- **THE REQUEST**:
Transcribe everything in the data word for word. Pictures are left out.

- **RECORDS SUPPLIED**:
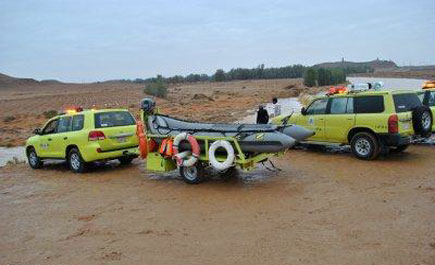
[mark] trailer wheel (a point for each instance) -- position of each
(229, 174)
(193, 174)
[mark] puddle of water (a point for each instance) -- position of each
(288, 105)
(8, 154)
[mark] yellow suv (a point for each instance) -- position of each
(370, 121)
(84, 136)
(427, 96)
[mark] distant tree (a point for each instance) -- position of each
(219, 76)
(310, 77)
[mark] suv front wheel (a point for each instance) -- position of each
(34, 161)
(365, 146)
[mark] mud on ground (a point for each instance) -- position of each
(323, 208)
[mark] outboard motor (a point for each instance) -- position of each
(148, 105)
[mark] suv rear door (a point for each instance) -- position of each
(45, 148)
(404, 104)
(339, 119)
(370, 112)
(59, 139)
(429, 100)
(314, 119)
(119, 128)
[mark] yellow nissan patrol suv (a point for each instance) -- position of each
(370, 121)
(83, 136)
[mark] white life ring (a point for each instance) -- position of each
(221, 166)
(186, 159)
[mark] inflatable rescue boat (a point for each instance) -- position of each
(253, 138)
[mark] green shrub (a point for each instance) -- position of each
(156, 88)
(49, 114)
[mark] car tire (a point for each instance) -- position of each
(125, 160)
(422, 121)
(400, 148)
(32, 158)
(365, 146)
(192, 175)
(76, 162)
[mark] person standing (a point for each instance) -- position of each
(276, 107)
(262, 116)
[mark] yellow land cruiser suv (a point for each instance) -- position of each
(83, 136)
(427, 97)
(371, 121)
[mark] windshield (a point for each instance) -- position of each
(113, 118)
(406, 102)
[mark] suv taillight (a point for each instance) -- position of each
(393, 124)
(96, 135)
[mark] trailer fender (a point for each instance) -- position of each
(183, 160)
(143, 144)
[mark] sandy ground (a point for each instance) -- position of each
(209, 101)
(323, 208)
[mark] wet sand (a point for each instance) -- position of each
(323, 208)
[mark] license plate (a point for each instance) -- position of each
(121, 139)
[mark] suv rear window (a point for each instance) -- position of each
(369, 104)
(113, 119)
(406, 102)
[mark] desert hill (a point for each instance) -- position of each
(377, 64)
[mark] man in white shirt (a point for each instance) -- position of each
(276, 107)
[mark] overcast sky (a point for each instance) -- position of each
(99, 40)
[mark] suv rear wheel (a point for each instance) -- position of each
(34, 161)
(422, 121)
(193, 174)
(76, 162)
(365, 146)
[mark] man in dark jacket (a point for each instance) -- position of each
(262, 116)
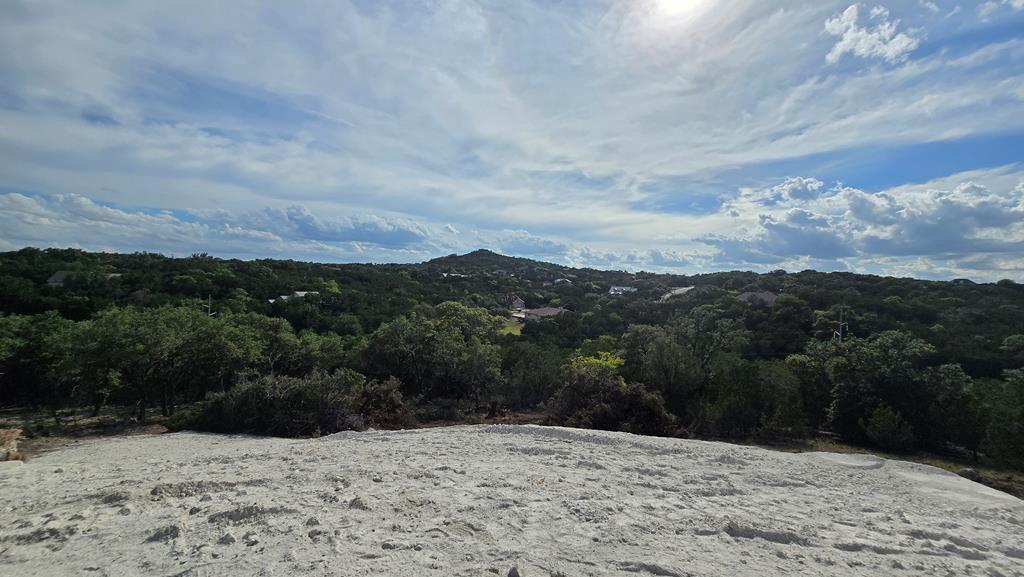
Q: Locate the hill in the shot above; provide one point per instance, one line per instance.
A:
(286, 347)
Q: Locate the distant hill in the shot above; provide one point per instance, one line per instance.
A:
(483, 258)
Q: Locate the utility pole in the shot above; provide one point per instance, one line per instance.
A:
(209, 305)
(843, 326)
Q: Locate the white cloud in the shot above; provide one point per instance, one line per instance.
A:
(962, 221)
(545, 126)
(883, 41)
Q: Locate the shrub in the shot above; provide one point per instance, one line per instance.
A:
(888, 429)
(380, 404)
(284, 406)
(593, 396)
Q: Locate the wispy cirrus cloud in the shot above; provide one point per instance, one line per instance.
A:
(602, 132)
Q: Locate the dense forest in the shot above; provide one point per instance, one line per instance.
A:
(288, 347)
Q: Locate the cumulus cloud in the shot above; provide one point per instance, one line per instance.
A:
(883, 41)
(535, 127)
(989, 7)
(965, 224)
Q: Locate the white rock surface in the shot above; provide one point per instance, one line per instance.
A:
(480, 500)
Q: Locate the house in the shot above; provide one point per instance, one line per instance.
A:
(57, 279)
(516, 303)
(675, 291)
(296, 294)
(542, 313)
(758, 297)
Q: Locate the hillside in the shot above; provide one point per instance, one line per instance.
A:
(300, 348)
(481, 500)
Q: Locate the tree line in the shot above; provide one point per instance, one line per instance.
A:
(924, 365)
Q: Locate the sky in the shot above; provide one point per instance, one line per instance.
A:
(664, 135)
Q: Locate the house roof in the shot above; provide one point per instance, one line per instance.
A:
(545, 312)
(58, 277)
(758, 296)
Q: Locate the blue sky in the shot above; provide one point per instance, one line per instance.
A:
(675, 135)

- **TASK OUTPUT**:
[mark] trailer wheel (a point for each instance) -- position of each
(229, 174)
(193, 174)
[mark] puddle of water (a point for each instance) -- position of each
(288, 105)
(8, 154)
[mark] yellow suv (a point for each instance) -- position of each
(370, 121)
(84, 136)
(427, 96)
[mark] distant tree (a point for each instance) -- position of each
(219, 76)
(310, 77)
[mark] suv front wheel (a point for each instance) -- position of each
(34, 161)
(365, 146)
[mark] mud on ground (a point for each instance) -- position of each
(323, 208)
[mark] outboard motor (a point for each instance) -- position of each
(148, 105)
[mark] suv rear door (a point for each instance) -- position of each
(45, 148)
(404, 104)
(339, 119)
(370, 112)
(59, 139)
(429, 100)
(314, 119)
(119, 128)
[mark] yellow nissan patrol suv (a point for each instance) -- position of each
(370, 121)
(83, 136)
[mark] white life ring (a point for each instance) -- position of each
(221, 166)
(186, 159)
[mark] inflatable rescue boat (a point for each instance) -- position of each
(253, 138)
[mark] green shrub (a point for each instance) -- position of each
(156, 88)
(49, 114)
[mark] car tire (a point for each instance) -- position of each
(125, 160)
(422, 121)
(400, 148)
(32, 158)
(365, 146)
(192, 175)
(76, 162)
[mark] person standing (a point for each instance) -- position of each
(276, 107)
(262, 116)
[mark] yellow land cruiser suv (a point for each instance) -- position of each
(83, 136)
(427, 97)
(371, 121)
[mark] windshield (a point for each instance) -- position of each
(113, 118)
(406, 102)
[mark] suv taillight (a point for each instance) -- position of each
(393, 124)
(96, 135)
[mark] trailer fender (a point for each instance) -- position of each
(183, 160)
(143, 144)
[mark] sandy ground (a point for each instance) -- position of each
(209, 101)
(323, 208)
[mark] wet sand (a point for each instance) -- position of each
(323, 208)
[mark] license plate (a point for each instance) -- position of each
(121, 139)
[mark] suv rear window (a point for each instance) -- position of each
(369, 104)
(113, 119)
(406, 102)
[mark] desert hill (a point for each instance) -- position of each
(377, 64)
[mark] man in white shirt (a point for each instance) -- position of each
(276, 107)
[mark] overcast sky (a point for each instance) -- position of each
(99, 40)
[mark] suv rear wheel (a point for each instance) -- position of each
(34, 161)
(422, 121)
(193, 174)
(76, 162)
(365, 146)
[mark] man in dark jacket (a point for each instance) -- position of each
(262, 116)
Q: Locate the hill in the shot above; provide one point per instance, one line per instance.
A:
(286, 347)
Q: Locate the distant hill in the shot above; provide one point per instance, one line per instance.
A:
(483, 258)
Q: Locate the utility pole in the shot above; provide one point per instance, one line per instance.
A:
(209, 305)
(843, 326)
Q: Locate the white cloud in the shot above; provide one point per instance, one line per instance.
A:
(962, 221)
(545, 126)
(883, 41)
Q: Locate the shrub in the shot above; provide one point per instance, one line per instance.
A:
(888, 429)
(380, 404)
(284, 406)
(593, 396)
Q: Locate the wispy cirrus cloud in the shot above; provide one point per instance, one line per instance.
A:
(602, 132)
Q: Locate the dense forest in the shot above; provide one point per instance, one line per instance.
A:
(288, 347)
Q: Locate the cumulus cloud in the shot above; provide one point per instance, one line per instance.
A:
(883, 41)
(535, 127)
(989, 7)
(965, 224)
Q: Locate the white rock surface in the shot above; provide one point per instance, one line per instance.
A:
(480, 500)
Q: Locate the house in the shot above; provide one point per instance, one line per instance.
A:
(57, 279)
(516, 303)
(675, 291)
(296, 294)
(542, 313)
(758, 297)
Q: Locate the hillside in the shot above; provide one point per instance, one line per instance.
A:
(300, 348)
(481, 500)
Q: Locate the tree line in the shot above; provide one point per instance, one line per instance.
A:
(924, 365)
Q: Locate the sky in the shot above; provide one point per instance, one line per instance.
A:
(664, 135)
Q: Locate the house roof in the shot above; provide one point per instance, one line per instance.
A:
(545, 312)
(58, 277)
(758, 296)
Q: Locate the blue sky in the shot above; provide one point per instance, one line per instance.
A:
(675, 135)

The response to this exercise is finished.